[Excerpt from a dataset]
=-=-=-=-=
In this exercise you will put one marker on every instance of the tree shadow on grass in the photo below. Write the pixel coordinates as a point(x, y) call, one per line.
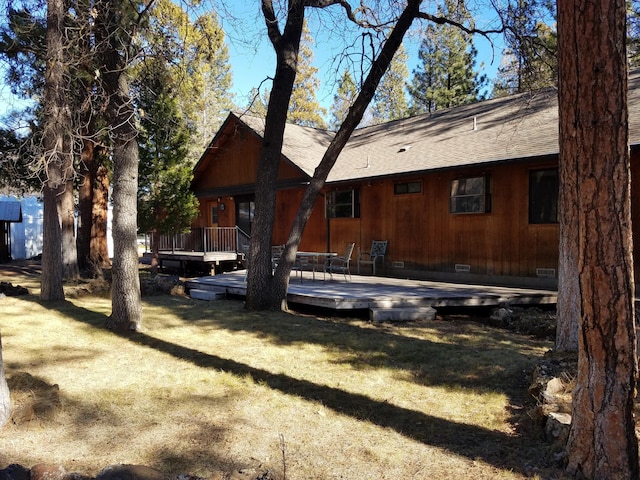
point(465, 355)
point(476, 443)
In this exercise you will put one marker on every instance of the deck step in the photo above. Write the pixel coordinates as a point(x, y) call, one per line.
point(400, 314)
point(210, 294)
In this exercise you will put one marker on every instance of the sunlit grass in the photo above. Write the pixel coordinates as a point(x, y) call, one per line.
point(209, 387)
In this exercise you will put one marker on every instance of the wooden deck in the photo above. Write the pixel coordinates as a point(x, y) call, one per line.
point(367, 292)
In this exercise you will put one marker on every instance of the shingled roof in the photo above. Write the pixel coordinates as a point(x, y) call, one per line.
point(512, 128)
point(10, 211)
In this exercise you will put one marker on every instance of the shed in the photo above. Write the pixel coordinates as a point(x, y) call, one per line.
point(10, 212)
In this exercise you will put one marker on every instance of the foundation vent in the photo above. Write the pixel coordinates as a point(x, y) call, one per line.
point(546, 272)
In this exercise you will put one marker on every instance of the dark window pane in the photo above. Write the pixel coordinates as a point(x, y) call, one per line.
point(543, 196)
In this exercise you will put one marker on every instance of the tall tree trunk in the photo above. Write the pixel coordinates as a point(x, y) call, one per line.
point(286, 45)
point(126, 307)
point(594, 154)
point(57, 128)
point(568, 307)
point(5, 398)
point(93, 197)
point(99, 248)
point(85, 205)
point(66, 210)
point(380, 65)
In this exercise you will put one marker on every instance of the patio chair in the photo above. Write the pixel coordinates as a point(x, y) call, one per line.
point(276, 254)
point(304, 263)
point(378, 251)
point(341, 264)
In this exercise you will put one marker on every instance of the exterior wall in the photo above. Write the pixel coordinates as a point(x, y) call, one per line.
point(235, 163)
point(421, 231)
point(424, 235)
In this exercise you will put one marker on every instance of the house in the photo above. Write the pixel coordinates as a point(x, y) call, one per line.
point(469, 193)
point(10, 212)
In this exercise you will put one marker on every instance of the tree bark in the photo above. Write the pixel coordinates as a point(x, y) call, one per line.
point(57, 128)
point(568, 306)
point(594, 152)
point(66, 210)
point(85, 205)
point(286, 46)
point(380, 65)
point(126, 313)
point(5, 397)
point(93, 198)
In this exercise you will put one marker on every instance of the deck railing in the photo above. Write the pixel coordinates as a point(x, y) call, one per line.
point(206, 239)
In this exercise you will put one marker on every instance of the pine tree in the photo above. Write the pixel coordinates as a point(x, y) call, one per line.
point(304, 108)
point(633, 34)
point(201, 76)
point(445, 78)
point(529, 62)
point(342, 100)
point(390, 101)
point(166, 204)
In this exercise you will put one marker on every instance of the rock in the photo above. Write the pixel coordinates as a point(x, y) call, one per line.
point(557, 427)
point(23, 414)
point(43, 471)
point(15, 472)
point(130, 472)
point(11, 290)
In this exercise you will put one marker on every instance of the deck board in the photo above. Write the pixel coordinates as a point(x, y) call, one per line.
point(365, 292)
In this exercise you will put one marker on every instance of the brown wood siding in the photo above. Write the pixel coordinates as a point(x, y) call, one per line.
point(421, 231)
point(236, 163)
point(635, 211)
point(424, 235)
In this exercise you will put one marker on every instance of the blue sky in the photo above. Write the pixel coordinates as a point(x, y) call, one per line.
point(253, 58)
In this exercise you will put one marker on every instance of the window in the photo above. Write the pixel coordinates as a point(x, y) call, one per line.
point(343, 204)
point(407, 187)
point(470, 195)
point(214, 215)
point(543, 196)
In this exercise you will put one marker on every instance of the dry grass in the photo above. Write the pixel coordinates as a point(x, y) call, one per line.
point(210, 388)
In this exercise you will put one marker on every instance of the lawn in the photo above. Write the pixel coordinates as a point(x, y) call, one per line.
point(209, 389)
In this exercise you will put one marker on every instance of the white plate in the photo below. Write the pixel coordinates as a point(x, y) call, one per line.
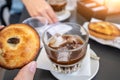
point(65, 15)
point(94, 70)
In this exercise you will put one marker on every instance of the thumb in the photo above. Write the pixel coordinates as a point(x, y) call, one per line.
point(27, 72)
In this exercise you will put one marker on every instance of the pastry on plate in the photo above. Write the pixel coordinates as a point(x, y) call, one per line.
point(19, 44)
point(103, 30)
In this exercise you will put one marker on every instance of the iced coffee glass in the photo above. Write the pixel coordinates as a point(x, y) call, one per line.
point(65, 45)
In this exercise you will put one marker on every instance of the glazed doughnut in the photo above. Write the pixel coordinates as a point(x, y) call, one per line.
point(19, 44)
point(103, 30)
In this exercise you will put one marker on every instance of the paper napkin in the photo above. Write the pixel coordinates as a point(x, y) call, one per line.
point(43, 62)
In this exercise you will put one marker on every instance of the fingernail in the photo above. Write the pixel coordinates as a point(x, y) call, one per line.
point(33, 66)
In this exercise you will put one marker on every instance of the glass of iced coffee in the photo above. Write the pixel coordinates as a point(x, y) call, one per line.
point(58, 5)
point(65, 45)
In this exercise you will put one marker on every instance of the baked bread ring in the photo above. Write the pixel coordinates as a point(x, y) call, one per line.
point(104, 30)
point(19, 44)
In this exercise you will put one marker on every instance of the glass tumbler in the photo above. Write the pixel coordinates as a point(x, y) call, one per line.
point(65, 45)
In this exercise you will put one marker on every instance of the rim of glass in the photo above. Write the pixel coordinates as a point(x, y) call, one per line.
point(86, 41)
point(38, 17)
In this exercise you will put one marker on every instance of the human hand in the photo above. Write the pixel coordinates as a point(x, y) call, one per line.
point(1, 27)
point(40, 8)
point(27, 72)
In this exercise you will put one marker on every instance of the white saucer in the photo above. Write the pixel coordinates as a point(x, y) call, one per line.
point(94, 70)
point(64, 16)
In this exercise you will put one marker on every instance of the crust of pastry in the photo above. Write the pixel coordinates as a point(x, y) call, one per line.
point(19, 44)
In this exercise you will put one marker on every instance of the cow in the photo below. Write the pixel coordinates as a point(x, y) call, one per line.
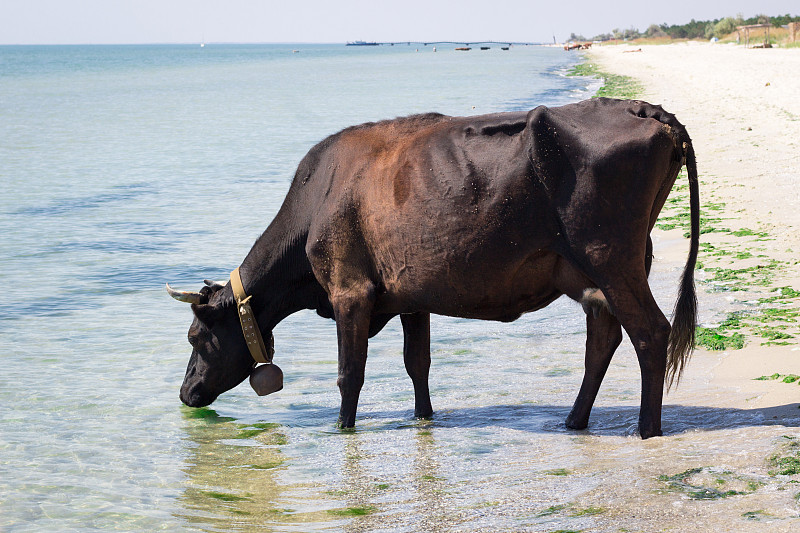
=-=-=-=-=
Task directions: Leave out the pictures and transcribe everything else exactly.

Solution:
In this exercise you will put one marker on every instance of the tree shadow on grass in the photo below. Write the pixel coordinates as a point(x, y) call, one per line.
point(465, 355)
point(476, 443)
In this exercise you will put one marker on every instance of the deck step in the photo above. Write the pixel coordinates as a point(x, y) call, one per line.
point(400, 314)
point(210, 294)
In this exercise you will put one marker on every instance of the sunlit grass in the photo above. Write the pixel coordinates as a point(x, y) call, one per line.
point(209, 387)
In this exercise you will put one marker on every instance of the wooden deck in the photo above. Write the pixel coordinates as a point(x, y) call, one per line.
point(367, 292)
In this exercise you will put one marker on every instance of the shingled roof in the photo above. Write the pixel coordinates as a point(x, y) call, one per line.
point(512, 128)
point(10, 211)
In this exercise you will put one marker on every instance of the shed in the photo above. Write the pixel coordinates as a point(x, y) call, one per line.
point(10, 212)
In this exercise you will put one marker on every instance of the foundation vent in the photo above. Write the pixel coordinates as a point(x, y) call, one per line.
point(546, 272)
In this exercise you will put one marker on every instance of the dark window pane in the photo above. Write the pixel coordinates as a point(x, y) call, one per line.
point(543, 196)
In this exercise you will put one marker on every instance of the tall tree trunk in the photo above. Write the pixel coordinates as a point(x, y) call, one per line.
point(286, 45)
point(126, 307)
point(594, 154)
point(57, 128)
point(568, 307)
point(5, 398)
point(93, 197)
point(99, 248)
point(85, 205)
point(66, 210)
point(380, 65)
In this exercise you will put one marker on every instance of the patio chair in the photo above. Write the pixel coordinates as a point(x, y) call, one per line.
point(276, 254)
point(304, 263)
point(378, 251)
point(341, 264)
In this exercise you will put one marker on every instance of the exterior wall in the photo above. Write the pixel coordinates as a point(x, y) call, one per line.
point(235, 163)
point(421, 231)
point(424, 235)
In this exercise you will put one marker on every instance of the house in the photo above. Write the pixel coordinates as a point(x, y) call, one per line.
point(469, 193)
point(10, 212)
In this exercise you will put one marker on every instance of the tree bark in the photo above. Write the pixel coordinates as a point(x, y) call, one per line.
point(57, 128)
point(568, 306)
point(594, 152)
point(66, 210)
point(85, 205)
point(286, 46)
point(380, 65)
point(126, 313)
point(5, 397)
point(93, 198)
In this exercise you will put one marker on every instance of the deck railing in the photo above. Write the pixel coordinates as a point(x, y) call, one per line.
point(206, 239)
In this exercise you will put one marker on every instance of the pine tree in the photo above. Write the pixel coordinates as a point(x, y) call, one per line.
point(304, 108)
point(633, 34)
point(201, 76)
point(445, 78)
point(529, 62)
point(342, 100)
point(390, 101)
point(166, 204)
In this exercise you will put one marker on every instance of the rock in the photo above. Write the pixel coordinates as a point(x, y) call, one per line.
point(557, 427)
point(23, 414)
point(43, 471)
point(15, 472)
point(130, 472)
point(11, 290)
In this exercise you will put one marker on every instance of the deck board in the photo above. Write the pixel coordinates as a point(x, y) call, one per line.
point(365, 292)
In this exercise you will put one marker on every instance of the brown wood siding in the photo above. Write the pixel coordinates as a point(x, y) call, one per line.
point(421, 231)
point(236, 163)
point(635, 211)
point(424, 235)
In this exercise you will put one marker on every instance of the blue sky in the photo above. Write the pixel coordinates as a point(x, y) call, one per line.
point(253, 58)
In this exercise you will put one marker on every instance of the window in the photo above. Write the pixel coordinates as a point(x, y) call, one per line.
point(343, 204)
point(407, 187)
point(470, 195)
point(214, 215)
point(543, 196)
In this exercise you will put one marker on every instance of the dry grass in the photo above. Write the pixel coordinates as a point(x, y) call, one per line.
point(210, 388)
In this exercise you will put one marker on every instance of the lawn in the photo above. Write the pixel coordinates as a point(x, y) call, one per line.
point(209, 389)
In this exercise you will put one marker on every instance of the white plate in the photo below. Write the pixel coordinates as a point(x, y) call, one per line.
point(65, 15)
point(94, 70)
In this exercise you will put one marker on every instance of the thumb in the photo above. Write the pixel coordinates as a point(x, y) call, one per line.
point(27, 72)
In this exercise you will put one marker on every instance of the pastry on plate in the photo above. Write the pixel coordinates as a point(x, y) call, one per line.
point(19, 44)
point(103, 30)
In this exercise you will put one marker on every instance of the iced coffee glass in the photo above. Write the pixel coordinates as a point(x, y) call, one per line.
point(65, 45)
In this exercise you will put one marker on every instance of the glazed doughnut in the photo above. Write the pixel coordinates as a point(x, y) call, one per line.
point(19, 44)
point(103, 30)
In this exercise you will put one marker on every instance of the paper napkin in the photo above. Write the pixel coordinates as a point(x, y) call, one per line.
point(43, 62)
In this exercise you will put one marker on every instance of the fingernail in the photo above. Write the pixel coordinates as a point(x, y) call, one per line.
point(33, 66)
In this exercise you will put one marker on every instance of the glass of iced coffee in the photo above. Write the pixel coordinates as a point(x, y) call, one per line.
point(58, 5)
point(65, 45)
In this exercise you will put one marker on every instance of the baked bread ring in the photo above. Write the pixel coordinates as a point(x, y) call, one per line.
point(104, 30)
point(19, 44)
In this exercise you will put one marker on every instance of the glass tumbler in the photo above. Write the pixel coordinates as a point(x, y) call, one per line.
point(65, 45)
In this exercise you will put one marker on every instance of the rim of glass in the photo above. Write the pixel coordinates as a point(x, y) call, one per line.
point(86, 41)
point(38, 17)
In this exercise you will put one marker on every instance of the human hand in the photo above. Write the pixel coordinates as a point(x, y) call, one per line.
point(1, 27)
point(40, 8)
point(27, 72)
In this exercise you will put one marker on every instance of the white saucer in the photo above. Write the pixel coordinates as a point(x, y) call, one per line.
point(94, 70)
point(64, 16)
In this exercise you will put one marker on every instance of the crust of pastry in the photo above. Write the pixel coordinates as a point(x, y) call, one per line.
point(19, 44)
In this exercise you will put one marker on every instance of the cow in the photo below. Write the pixel coordinates as a point(x, y) call, one per line.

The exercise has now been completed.